### 节选代码 ###

In [None]:
from wayne_utils import load_data, save_data, get_shuffle_index, data_split
import os
import sys
from copy import deepcopy
from tqdm import tqdm

_ROOT_PATH = "/home/jiangpeiwen2/jiangpeiwen2/projects/TST"
_Data_path = os.path.join( _ROOT_PATH, "data/CPL/dynamic")

# 导入检索器
from tools.utils import*
version_dir = os.path.join( _ROOT_PATH, "test/CPL_dynamic/v1")
sys.path.insert( 0, _ROOT_PATH )
from Hybrid_RAG.hybrid_rag import HybridRAG
from Hybrid_RAG.data_capture import type_recognizer
from KGs.dataset_KGs.cpl_level import Dynamic_Simple, Dynamic_Simple_keyword


train_text = load_data( os.path.join( _Data_path, "texts_train.json"), "json")             # 492 
test_text = load_data( os.path.join( _Data_path, "texts_test.json"), "json")               # 211
train_table = load_data( os.path.join( _Data_path, "tables_train_dynamic.json"), "json")

### 所给条目 ###

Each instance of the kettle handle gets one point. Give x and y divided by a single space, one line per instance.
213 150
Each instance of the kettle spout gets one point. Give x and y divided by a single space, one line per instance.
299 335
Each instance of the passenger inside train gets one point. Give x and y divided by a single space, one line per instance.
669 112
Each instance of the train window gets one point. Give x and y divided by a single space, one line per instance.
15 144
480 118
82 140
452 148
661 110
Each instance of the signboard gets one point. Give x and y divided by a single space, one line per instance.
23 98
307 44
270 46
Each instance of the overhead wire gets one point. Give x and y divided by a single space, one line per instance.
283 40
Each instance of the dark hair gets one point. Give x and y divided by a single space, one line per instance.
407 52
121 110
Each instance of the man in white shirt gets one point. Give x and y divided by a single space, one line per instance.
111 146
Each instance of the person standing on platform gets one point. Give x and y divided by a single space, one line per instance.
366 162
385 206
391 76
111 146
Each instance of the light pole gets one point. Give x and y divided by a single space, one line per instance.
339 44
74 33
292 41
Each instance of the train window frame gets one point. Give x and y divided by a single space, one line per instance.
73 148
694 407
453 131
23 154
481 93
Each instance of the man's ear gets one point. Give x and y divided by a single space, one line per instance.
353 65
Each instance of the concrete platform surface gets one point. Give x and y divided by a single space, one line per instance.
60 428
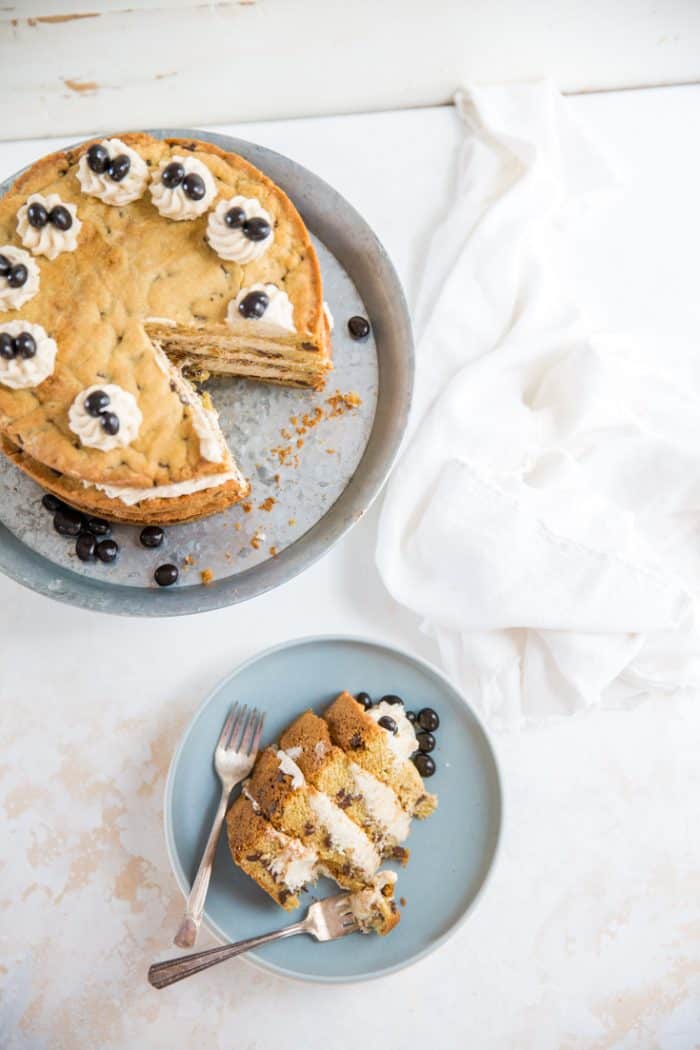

###

**待办事项**
[a] 请根据节选代码回答下列问题：
(i) 变量 _ROOT_PATH 被赋予了什么路径？
(ii) 从 Hybrid_RAG.hybrid_rag 中导入的是哪个名称？
(iii) test_text 所在行末尾的注释数字是多少？
[b] 请列出节选代码中从 wayne_utils 导入的全部名称。
[c] 请接续节选代码，从其最后一行之后继续编写。
作答时无需参考所给条目。

**答复内容**
[a]
(i) "/home/jiangpeiwen2/jiangpeiwen2/projects/TST"
(ii) HybridRAG
(iii) 211

[b] load_data、save_data、get_shuffle_index、data_split

[c]
test_table = load_data( os.path.join( _Data_path, "tables_test_dynamic.json"), "json")
label_train_table = load_data( os.path.join( _Data_path, "label_train.pickle"), "pickle")
label_test_table = load_data( os.path.join( _Data_path, "label_test.pickle"), "pickle")

count_label_test = load_data(  os.path.join( _ROOT_PATH, "evaluation/CountCPL/label_count_list_test.json"), "json")
count_label_train = load_data( os.path.join( _ROOT_PATH, "evaluation/CountCPL/label_count_list_train.json"), "json")
version_path = os.path.join( _ROOT_PATH, "test/CPL_dynamic/v1")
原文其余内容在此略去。